Short task 1.
Copy every line of the rows below that contains the string "rear", matching case exactly.

Text.
Saturday, 21 December 2013
London theatre disasters
Last Friday (the thirteenth, of December) I was watching a play at the Apollo Theatre in London. Six days later, the ceiling fell in on the dress circle, where I had been sitting, injuring 76 people.
Still, that was not nearly as bad as some of the earlier disasters that struck the capital's theatres. The first Theatre Royal, Drury Lane, was burned down in 1672. The second was declared unsafe and closed, while the third lasted just 15 years before it too caught fire, and was razed to the ground in 1809.
In the 17 years from 1863, there were 14 major fires in London theatres, and the head of the Metropolitan Fire Brigade, Sir Eyre Massey Shaw, produced a report lambasting the inadequacy of their safety precautions.

Short task 2.
Translate this sentence from the London theatre disasters text into Spanish: "The first Theatre Royal, Drury Lane, was burned down in 1672."

Data provided.
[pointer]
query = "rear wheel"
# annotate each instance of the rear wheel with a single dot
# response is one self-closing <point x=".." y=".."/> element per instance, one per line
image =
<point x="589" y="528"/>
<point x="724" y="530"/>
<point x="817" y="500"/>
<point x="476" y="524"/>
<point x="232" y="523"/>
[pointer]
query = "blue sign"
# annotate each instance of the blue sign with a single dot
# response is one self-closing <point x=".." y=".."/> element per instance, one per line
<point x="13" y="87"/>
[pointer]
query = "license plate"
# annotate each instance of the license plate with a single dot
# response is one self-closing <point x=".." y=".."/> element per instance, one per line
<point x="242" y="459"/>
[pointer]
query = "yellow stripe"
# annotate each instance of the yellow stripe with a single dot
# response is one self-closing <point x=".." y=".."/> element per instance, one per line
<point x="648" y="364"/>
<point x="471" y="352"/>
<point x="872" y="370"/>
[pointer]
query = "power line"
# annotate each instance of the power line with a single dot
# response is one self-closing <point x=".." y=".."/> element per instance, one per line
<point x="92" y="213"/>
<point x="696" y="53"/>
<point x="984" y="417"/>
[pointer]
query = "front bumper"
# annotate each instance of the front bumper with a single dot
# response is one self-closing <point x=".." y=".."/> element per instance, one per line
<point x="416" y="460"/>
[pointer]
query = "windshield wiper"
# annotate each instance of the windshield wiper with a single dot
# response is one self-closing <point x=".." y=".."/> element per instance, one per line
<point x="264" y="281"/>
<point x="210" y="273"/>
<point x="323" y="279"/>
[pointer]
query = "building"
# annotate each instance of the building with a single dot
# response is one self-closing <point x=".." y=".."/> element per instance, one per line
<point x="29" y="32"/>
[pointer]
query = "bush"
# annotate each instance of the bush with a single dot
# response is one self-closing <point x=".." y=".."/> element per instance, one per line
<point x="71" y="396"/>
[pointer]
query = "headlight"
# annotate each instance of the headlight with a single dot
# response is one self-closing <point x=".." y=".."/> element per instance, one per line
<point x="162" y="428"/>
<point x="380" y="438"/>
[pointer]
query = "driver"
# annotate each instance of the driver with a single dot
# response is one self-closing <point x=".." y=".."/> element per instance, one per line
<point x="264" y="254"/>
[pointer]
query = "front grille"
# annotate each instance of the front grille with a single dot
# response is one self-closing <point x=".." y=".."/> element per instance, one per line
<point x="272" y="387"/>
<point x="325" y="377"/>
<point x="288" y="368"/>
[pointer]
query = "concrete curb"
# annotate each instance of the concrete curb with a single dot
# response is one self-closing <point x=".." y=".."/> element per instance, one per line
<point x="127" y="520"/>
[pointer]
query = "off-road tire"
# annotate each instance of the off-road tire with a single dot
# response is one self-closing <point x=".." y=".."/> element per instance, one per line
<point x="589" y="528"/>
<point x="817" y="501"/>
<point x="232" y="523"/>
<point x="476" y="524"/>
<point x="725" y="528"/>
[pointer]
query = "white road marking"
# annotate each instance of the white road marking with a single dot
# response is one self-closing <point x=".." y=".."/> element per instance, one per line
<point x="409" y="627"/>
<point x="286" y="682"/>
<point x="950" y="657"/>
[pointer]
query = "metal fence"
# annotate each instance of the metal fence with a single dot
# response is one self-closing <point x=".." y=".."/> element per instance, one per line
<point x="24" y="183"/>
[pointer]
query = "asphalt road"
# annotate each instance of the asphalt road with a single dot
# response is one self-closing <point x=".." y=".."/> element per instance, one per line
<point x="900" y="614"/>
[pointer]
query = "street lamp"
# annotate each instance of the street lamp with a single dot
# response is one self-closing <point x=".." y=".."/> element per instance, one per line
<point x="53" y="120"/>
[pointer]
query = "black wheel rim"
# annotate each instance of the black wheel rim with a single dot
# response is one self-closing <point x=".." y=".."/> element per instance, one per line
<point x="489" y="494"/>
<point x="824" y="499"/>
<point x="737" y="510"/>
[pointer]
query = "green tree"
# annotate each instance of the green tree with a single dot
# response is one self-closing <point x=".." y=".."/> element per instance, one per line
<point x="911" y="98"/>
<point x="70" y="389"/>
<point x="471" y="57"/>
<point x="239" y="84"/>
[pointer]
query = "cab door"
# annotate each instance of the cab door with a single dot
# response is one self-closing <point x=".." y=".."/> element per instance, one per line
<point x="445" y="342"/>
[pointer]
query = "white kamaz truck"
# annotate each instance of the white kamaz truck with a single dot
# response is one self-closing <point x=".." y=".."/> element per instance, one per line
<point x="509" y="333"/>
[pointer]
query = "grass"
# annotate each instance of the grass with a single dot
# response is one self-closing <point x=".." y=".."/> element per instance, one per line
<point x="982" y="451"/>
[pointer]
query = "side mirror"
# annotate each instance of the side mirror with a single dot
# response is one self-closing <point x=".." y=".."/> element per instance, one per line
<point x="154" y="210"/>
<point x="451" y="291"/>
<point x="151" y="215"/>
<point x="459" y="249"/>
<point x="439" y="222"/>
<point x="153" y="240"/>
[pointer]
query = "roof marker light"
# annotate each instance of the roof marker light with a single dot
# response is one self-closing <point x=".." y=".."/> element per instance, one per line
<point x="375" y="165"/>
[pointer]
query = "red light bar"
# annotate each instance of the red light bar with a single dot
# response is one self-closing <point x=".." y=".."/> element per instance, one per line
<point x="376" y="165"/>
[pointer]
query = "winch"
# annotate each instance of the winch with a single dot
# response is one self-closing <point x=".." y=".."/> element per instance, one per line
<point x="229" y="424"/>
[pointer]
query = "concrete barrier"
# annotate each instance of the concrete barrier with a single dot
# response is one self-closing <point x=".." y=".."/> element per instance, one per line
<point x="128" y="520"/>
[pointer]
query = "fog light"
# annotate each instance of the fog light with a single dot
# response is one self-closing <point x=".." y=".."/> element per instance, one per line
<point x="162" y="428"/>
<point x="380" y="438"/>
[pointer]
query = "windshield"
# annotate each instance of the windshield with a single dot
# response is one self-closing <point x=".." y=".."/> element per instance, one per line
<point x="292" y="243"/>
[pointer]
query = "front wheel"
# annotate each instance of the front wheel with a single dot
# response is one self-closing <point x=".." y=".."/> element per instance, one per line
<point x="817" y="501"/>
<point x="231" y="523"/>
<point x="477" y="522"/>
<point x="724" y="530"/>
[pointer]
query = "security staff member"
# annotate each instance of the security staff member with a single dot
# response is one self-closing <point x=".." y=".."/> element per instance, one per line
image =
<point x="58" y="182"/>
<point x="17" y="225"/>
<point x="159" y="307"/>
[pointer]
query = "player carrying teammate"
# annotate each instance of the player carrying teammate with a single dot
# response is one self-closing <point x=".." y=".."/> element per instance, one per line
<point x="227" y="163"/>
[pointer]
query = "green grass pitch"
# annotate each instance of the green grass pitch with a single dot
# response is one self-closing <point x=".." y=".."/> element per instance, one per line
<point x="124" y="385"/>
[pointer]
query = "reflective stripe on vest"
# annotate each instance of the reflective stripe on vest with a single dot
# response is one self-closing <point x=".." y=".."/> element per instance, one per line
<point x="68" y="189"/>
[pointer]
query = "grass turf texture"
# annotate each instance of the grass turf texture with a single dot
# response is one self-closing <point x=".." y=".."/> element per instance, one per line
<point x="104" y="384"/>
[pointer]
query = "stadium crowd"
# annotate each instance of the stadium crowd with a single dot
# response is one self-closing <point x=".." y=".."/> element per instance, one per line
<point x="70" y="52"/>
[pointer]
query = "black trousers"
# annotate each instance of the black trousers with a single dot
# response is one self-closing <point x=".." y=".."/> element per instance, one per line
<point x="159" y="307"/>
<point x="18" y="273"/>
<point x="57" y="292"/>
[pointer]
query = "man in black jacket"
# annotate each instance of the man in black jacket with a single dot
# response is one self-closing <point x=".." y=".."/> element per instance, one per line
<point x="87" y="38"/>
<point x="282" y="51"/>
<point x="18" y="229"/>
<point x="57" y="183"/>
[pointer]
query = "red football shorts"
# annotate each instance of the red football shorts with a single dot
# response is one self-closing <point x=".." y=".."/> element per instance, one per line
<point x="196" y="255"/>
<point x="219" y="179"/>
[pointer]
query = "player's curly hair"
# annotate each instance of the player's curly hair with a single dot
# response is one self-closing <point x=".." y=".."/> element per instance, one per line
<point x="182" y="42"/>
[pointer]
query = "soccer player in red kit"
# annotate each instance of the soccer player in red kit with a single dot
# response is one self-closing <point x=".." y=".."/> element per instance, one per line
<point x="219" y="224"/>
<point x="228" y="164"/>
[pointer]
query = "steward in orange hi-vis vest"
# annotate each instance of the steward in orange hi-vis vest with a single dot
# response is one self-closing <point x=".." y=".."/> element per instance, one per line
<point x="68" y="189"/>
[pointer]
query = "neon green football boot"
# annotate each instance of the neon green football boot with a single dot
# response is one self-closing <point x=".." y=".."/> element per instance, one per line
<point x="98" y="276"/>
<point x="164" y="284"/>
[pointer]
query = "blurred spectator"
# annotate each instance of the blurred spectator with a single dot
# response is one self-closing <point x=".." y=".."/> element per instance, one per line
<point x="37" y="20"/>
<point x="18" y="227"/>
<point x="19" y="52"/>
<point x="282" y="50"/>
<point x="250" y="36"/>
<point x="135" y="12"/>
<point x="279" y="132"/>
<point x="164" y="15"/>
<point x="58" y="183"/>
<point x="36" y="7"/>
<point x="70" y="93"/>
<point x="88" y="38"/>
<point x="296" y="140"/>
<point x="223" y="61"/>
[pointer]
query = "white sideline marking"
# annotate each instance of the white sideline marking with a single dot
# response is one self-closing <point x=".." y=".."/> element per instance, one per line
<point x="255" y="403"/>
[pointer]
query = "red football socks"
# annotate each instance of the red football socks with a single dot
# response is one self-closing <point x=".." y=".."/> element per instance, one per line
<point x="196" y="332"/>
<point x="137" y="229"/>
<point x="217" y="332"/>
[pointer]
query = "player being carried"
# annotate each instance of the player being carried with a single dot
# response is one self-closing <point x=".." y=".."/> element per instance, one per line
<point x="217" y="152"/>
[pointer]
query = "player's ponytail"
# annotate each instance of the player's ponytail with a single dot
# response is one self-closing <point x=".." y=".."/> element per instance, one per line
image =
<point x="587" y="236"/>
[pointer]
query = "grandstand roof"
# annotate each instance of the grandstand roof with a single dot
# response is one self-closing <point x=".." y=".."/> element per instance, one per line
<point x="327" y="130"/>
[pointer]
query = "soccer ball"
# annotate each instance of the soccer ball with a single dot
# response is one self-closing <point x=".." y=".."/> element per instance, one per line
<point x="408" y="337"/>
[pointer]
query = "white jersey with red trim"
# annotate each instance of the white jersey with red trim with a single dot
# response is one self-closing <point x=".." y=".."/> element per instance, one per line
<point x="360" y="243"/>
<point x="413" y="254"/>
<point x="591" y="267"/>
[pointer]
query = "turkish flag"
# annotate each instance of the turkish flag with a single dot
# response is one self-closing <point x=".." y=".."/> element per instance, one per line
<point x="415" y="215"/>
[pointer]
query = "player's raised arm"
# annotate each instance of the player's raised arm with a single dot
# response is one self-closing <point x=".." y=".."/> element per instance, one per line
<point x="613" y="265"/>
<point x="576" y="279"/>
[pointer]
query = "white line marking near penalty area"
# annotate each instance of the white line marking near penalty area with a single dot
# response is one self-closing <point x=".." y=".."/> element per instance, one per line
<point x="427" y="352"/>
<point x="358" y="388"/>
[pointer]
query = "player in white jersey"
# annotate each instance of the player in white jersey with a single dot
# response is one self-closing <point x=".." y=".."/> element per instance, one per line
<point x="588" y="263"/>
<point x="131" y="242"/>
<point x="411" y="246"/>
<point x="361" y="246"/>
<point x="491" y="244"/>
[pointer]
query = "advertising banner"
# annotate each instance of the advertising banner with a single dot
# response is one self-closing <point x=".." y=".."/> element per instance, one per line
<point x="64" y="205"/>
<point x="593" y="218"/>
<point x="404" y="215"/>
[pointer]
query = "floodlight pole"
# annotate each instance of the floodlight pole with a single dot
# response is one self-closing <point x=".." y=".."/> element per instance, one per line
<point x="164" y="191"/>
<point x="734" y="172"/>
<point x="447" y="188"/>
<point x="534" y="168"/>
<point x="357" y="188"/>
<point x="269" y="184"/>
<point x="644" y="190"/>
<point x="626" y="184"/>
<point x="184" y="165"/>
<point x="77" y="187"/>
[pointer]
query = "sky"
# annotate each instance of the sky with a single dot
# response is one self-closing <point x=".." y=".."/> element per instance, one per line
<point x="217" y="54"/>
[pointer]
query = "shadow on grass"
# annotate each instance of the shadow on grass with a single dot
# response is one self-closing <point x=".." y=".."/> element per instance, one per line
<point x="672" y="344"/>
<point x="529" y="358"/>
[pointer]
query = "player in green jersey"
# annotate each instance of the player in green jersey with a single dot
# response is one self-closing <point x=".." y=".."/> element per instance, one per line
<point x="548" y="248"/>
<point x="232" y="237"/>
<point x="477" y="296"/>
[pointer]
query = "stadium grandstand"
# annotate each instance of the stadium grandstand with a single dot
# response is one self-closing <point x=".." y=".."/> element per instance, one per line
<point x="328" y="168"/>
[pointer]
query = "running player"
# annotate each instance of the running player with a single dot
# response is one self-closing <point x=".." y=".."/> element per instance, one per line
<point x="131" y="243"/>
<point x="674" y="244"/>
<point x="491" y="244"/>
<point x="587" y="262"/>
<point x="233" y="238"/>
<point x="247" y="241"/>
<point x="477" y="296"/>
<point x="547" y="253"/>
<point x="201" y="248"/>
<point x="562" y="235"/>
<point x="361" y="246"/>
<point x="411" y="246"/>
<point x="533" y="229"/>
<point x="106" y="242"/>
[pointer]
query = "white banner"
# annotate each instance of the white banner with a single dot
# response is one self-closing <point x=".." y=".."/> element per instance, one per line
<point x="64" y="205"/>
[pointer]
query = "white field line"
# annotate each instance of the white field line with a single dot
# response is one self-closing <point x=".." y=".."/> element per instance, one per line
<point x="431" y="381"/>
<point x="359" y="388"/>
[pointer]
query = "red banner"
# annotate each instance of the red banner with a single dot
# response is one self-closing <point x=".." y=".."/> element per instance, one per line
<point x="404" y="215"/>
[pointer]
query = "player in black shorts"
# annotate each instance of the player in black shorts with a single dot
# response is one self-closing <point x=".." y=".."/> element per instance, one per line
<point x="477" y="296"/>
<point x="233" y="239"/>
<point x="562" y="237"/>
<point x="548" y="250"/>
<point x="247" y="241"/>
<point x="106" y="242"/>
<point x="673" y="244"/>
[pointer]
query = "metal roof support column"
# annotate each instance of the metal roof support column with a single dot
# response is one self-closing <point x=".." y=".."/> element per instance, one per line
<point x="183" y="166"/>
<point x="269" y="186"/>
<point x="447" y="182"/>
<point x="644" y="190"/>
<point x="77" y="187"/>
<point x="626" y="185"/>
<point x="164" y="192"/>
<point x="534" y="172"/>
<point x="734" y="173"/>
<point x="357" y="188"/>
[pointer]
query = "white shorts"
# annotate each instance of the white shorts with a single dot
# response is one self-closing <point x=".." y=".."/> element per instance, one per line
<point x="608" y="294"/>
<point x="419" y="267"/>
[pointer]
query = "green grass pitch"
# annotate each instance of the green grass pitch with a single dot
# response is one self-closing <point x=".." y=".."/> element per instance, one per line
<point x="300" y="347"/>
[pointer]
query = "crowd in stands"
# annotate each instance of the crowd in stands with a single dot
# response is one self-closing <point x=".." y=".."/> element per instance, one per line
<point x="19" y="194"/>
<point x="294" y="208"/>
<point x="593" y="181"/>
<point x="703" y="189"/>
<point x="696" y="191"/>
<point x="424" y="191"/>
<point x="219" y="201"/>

Full output 1.
query = "rear wheel"
# annotate each instance of the rear wheel with a single dot

Full output 2.
El primer Theatre Royal, Drury Lane, fue destruido por el fuego en 1672.